WHAT YOU WILL DO:
Give each line of the entries below as a numbered list, leaving out blank lines and the pictures.

•••••

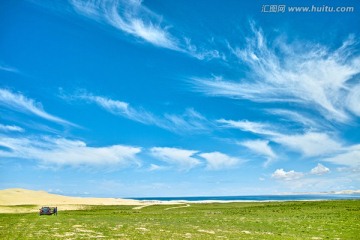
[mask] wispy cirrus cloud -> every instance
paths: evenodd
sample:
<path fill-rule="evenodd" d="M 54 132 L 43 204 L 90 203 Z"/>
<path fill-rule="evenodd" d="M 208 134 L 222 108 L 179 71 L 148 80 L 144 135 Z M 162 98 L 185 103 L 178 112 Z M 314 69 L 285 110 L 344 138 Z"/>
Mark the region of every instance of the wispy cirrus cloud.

•••••

FINAL ANSWER:
1. [mask] wispy cirrus cloud -> every instance
2. paths: evenodd
3. sample:
4. <path fill-rule="evenodd" d="M 54 132 L 43 204 L 90 203 Z"/>
5. <path fill-rule="evenodd" d="M 208 134 L 222 108 L 179 71 L 148 80 L 144 135 Z M 162 98 L 185 103 L 178 112 Z M 314 69 L 285 110 L 344 138 Z"/>
6. Mark the region of every instance of the wispy cirrus cloud.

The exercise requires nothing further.